-- Page excerpt --
● ● ● ● ●

A key decision-making tool enabling DAF sponsors to apply intergenerational justice to the distribution of DAF assets either at the aggregate DAF sponsor level (in setting policies) or, for sufficiently material DAF accounts, at the DAF account level, are social welfare functions derived from welfare economics. Social welfare functions operate by applying a mathematical function (the social welfare function) to represent the utilities of individuals across generations as numbers, in order to rank the potential outcomes from an action, such as a resource allocation to the present generation, based on the “utility” numbers generated by the mathematical function (Boadway and Keen 2000: 680–683). These utility numbers are meant to reflect the well-being of each person. This enables the outcome utilities to be ranked over the selected time frame so that the optimal courses of action can be selected (Adler 2012: Ch 5). Social welfare functions can provide insights into how to maximise wellbeing (promoting efficiency) in pursuit of a particular distributional preference (promoting fairness) (Adler 2012: Ch 5).
Intergenerational applications of social welfare functions have already occurred in areas such as environmental regulation and energy policy (forming the basis of the policy responses to climate change, Stern 2007: Ch 2, 2A, 6); tax policy (optimal tax theory has influenced tax bases and rates, Salanié 2003) and health policy (allocation of resources within healthcare systems: Williams 1997). They have also been proposed for development and use by philanthropists and government policy makers as an addition to cost-benefit analysis for health and development programs in developing countries (Robinson et al. 2019: Ch 7).
However, social welfare functions require significant information and are complex to apply. They are therefore typically used only for major decisions. This is consistent with the approach suggested above, with a DAF sponsor using a social welfare function to identify a default approach to distribution levels for its grant-making policies. For the very largest DAF accounts, donors might also be given the option of applying DAF sponsor approved social welfare functions to determine distribution levels for their individual DAF account.
It appears that some DAF sponsors are already taking steps, at least along the lines of developing a grant-making policy that imposes pressure on donors to recommend distributions. For instance, the National Standards for United States Community Foundations is a self-regulation accreditation program created by the Council on Foundations for community foundations (Community Foundations National Standards Board 2022). Accreditation includes review of constituent documents and policies and National Standard 3 contains the following requirement:
3.3 Does that policy outline a process to ensure that a fund remains active with regard to grant activity, unless otherwise specified by the donor and is approved by the board or the staff to which this responsibility is delegated. Does the applicant ensure this policy is shared with the donor and is made available to the public?

● ● ● ● ●

-- Required work --
A – Can you sum up the excerpt on social welfare functions and DAF distributions in two sentences?
B – Print the part of the excerpt on social welfare functions between "Intergenerational applications of" and "2019: Ch 7).", inclusive.
Draw only on the excerpt itself.

-- Collected data --
● ● ● ● ●

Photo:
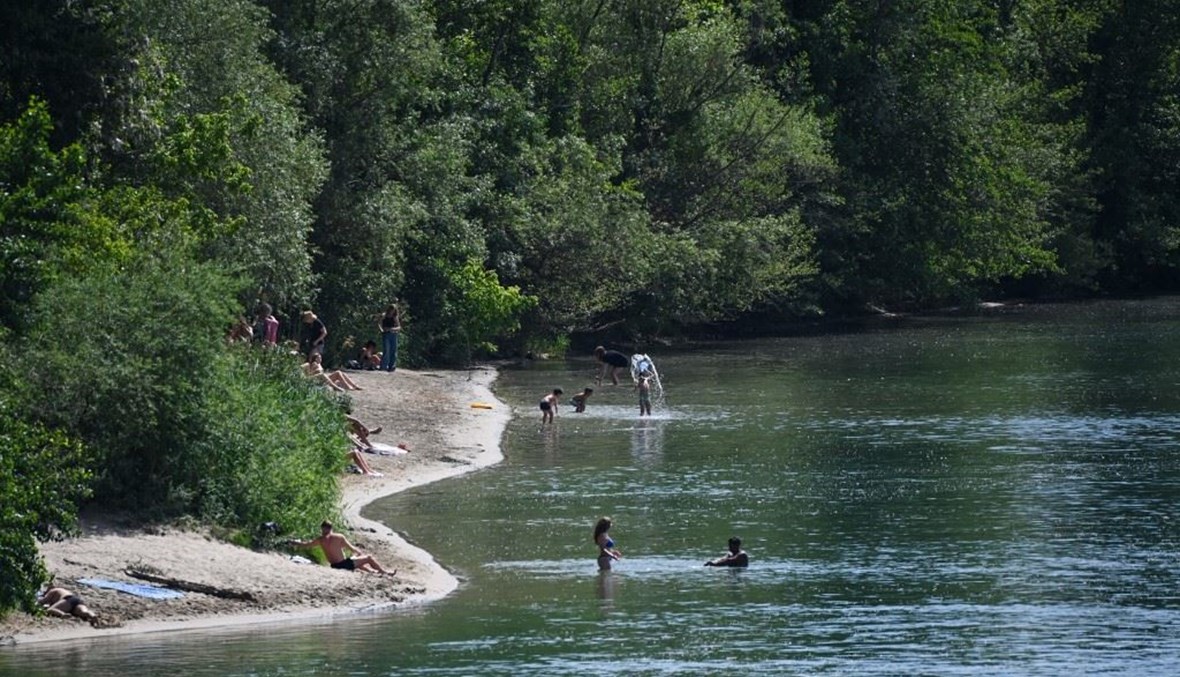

● ● ● ● ●

-- Answers by task --
A – Social welfare functions from welfare economics can help DAF sponsors apply intergenerational justice to distributing DAF assets by ranking possible outcomes according to utility numbers meant to reflect each person's well-being. They have already been used in areas such as environmental, tax, and health policy, but because they need significant information and are complex to apply, they are typically used only for major decisions.

B –
Intergenerational applications of social welfare functions have already occurred in areas such as environmental regulation and energy policy (forming the basis of the policy responses to climate change, Stern 2007: Ch 2, 2A, 6); tax policy (optimal tax theory has influenced tax bases and rates, Salanié 2003) and health policy (allocation of resources within healthcare systems: Williams 1997). They have also been proposed for development and use by philanthropists and government policy makers as an addition to cost-benefit analysis for health and development programs in developing countries (Robinson et al. 2019: Ch 7).